CBA Helped to Boost Australian Shares on Wednesday

Australian shares closed at a new record high, for the sixth time in August on Wednesday. The ASX 200 gained 0.3% to end its trading day at 7,584 points boosted by the country’s largest banks and miners. The ASX 200 climbed as high as 7,615 points around midday, nevertheless, lost some of its steam in afternoon trade.

The biggest player on the ASX is the Commonwealth Bank of Australia (CBA), and its shares rose 1.5% to $108.17. The bank’s shares jumped to $108.17 thanks to its results. The bank reported that its annual profit jumped 19.7%. The Commonwealth Bank of Australia said its $8.8 billion profit (from continuing operations) was driven by a sustained economic recovery from the pandemic.

As stated above, shares of CBA rose to $108.17. The Commonwealth Bank of Australia announced a record $6 billion share buyback. The country’s control of the coronavirus pandemic and the resulting swift economic rebound supported banks. Moreover, recent sales of non-core units left the “big four” lenders flush with cash. The “big four” lenders are expected to return a record $26 billion over the next two years.

Australia’s largest lender declared a final dividend of $2 per share, more than double its 98-cent payout last year.

The bank’s chief executive Matt Comyn said the economic recovery continued through most of FY21. In a statement, he also mentioned that the pandemic continues to affect the Australian economy. The CBA’s chief executive warned that the bank expected ongoing economic impacts and future earnings pressure from lower interest rates.

The pandemic is not over yet, and at the moment Australia is trying to deal with the highly contagious Delta coronavirus variant. Millions across the country live under lockdown as authorities are trying to eradicate the virus.

The payout ratio was equivalent to 71% of the Commonwealth Bank of Australia cash earnings. The biggest player on the ASX said it would continue to target a full-year payout ratio of 70-80% of its cash profit. The bank’s loan impairment expense dropped to $554 million, down from $2.52 billion last year.

※ ※ ※

* WORK INSTRUCTION *
Rewrite the stretch of the article on Australian shares from "The bank’s chief" through "eradicate the virus.", putting "restrictions" in place of "lockdown".

※ ※ ※

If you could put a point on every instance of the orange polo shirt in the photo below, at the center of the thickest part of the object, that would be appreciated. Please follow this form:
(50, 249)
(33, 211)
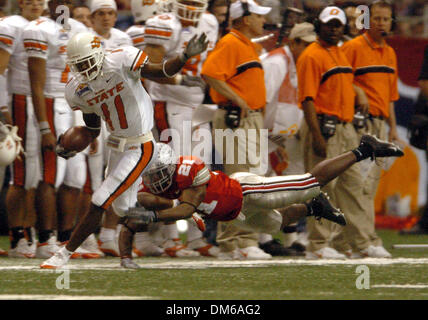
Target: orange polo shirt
(235, 61)
(375, 71)
(325, 75)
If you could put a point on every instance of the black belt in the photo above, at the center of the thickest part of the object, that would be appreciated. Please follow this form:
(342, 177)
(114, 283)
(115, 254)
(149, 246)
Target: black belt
(320, 116)
(227, 106)
(371, 117)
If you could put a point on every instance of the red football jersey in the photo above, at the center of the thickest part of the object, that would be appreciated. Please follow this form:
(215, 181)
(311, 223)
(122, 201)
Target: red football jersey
(223, 199)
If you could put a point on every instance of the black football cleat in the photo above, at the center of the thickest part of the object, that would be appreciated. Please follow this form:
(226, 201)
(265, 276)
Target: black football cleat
(381, 148)
(128, 263)
(320, 207)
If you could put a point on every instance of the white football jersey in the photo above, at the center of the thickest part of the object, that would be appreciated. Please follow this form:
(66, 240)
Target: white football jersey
(117, 39)
(46, 39)
(11, 31)
(166, 30)
(116, 94)
(136, 33)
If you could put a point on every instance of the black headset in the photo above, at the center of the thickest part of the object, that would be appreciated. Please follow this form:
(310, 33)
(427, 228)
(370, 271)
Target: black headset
(244, 5)
(386, 3)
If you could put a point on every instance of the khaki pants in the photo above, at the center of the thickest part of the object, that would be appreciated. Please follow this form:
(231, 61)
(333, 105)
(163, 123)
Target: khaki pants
(346, 192)
(230, 237)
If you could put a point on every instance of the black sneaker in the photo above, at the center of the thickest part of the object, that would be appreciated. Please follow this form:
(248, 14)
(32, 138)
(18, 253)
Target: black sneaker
(320, 207)
(128, 263)
(381, 148)
(275, 248)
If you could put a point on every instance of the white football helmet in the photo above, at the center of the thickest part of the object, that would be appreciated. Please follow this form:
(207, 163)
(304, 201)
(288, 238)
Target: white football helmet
(10, 144)
(142, 10)
(164, 6)
(158, 178)
(85, 56)
(189, 10)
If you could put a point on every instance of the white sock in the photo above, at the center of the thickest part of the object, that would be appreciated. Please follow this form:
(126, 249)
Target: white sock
(193, 231)
(107, 234)
(170, 231)
(265, 237)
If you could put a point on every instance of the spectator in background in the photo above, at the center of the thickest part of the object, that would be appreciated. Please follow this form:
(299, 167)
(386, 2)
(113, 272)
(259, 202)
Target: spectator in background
(219, 9)
(376, 73)
(234, 73)
(327, 96)
(422, 108)
(352, 14)
(82, 14)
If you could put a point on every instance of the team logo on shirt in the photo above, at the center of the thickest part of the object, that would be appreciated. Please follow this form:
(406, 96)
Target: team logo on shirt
(82, 89)
(96, 43)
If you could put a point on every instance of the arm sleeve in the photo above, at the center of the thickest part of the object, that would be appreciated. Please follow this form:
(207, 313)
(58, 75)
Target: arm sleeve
(424, 70)
(275, 70)
(7, 39)
(394, 85)
(3, 90)
(220, 63)
(132, 60)
(309, 77)
(35, 42)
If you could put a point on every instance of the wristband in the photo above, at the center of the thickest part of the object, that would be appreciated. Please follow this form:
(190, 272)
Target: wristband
(190, 204)
(164, 72)
(44, 127)
(183, 57)
(178, 79)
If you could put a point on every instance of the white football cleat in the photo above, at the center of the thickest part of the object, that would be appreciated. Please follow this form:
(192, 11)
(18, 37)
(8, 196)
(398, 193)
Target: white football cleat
(325, 253)
(203, 247)
(22, 250)
(91, 249)
(148, 249)
(3, 253)
(58, 260)
(376, 252)
(110, 248)
(254, 253)
(47, 249)
(174, 248)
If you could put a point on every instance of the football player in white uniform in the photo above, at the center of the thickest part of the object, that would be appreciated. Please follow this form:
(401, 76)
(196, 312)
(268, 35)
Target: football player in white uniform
(45, 41)
(165, 35)
(103, 18)
(108, 86)
(25, 170)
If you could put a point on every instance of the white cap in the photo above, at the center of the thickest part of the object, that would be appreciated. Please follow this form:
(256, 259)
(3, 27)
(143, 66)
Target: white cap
(237, 11)
(330, 13)
(103, 4)
(304, 31)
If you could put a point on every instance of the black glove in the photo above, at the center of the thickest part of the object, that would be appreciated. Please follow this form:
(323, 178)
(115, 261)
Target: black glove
(143, 215)
(195, 47)
(60, 151)
(232, 117)
(190, 81)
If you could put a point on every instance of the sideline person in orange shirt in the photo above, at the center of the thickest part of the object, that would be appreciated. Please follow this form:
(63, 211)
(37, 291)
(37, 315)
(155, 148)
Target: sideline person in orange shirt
(327, 97)
(375, 68)
(235, 75)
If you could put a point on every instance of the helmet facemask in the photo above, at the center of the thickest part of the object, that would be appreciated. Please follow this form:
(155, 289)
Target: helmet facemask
(189, 10)
(87, 68)
(159, 179)
(159, 176)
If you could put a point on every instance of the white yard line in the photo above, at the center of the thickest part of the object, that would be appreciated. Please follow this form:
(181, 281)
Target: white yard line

※ ※ ※

* TASK OUTPUT *
The bank’s chief executive Matt Comyn said the economic recovery continued through most of FY21. In a statement, he also mentioned that the pandemic continues to affect the Australian economy. The CBA’s chief executive warned that the bank expected ongoing economic impacts and future earnings pressure from lower interest rates.

The pandemic is not over yet, and at the moment Australia is trying to deal with the highly contagious Delta coronavirus variant. Millions across the country live under restrictions as authorities are trying to eradicate the virus.